The government is rightly championing the use of off-site construction to improve productivity and reduce the number of hours required working in close proximity on a busy building site. Embracing new technologies and modern methods of construction (MMC) will only become more critical as the industry promises to ‘build back better’, become more resilient and kick start a green economic recovery.
With the sector rethinking how it should be constructing new homes and infrastructure, often overlooked is the importance of material selection. In responding to the government champion Mark Farmer’s ambitions for MMC, no material is better placed to deliver structures more sustainably, safely, aesthetically and affordably than concrete.
When it comes to building in concrete, wholly precast systems are available and have their definite place. But perhaps less well-known are the innovative structural systems that combine both precast and in-situ concrete, with each playing to the best of their strengths – hybrid concrete construction, or HCC.
HCC does this in large part by driving key critical decisions earlier in the design phase, making construction on site much simpler and more logical. HCC can also deliver very significant cost savings with economic structures, increased prefabrication, faster construction, and consistent performance. It additionally offers all of off-site construction’s other advantages, improving both speed of construction and safety.

• **Aim of the task**
Please quote the passage on concrete construction word for word, the stretch from "The government is" through "green economic recovery.". Rely on nothing but the passage on concrete construction.

Point labeling items:
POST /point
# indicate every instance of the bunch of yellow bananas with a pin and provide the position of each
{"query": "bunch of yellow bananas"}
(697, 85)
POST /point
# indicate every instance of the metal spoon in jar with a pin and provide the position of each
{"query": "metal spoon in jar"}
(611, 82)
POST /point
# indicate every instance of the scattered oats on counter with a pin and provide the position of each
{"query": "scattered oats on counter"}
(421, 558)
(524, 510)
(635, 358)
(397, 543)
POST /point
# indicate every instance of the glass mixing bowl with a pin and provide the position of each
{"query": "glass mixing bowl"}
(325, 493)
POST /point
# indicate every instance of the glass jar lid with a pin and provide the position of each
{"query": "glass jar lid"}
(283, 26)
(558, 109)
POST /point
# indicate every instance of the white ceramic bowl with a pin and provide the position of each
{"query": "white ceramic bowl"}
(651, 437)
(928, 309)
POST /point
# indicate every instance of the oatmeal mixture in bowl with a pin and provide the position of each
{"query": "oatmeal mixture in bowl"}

• **The answer**
The government is rightly championing the use of off-site construction to improve productivity and reduce the number of hours required working in close proximity on a busy building site. Embracing new technologies and modern methods of construction (MMC) will only become more critical as the industry promises to ‘build back better’, become more resilient and kick start a green economic recovery.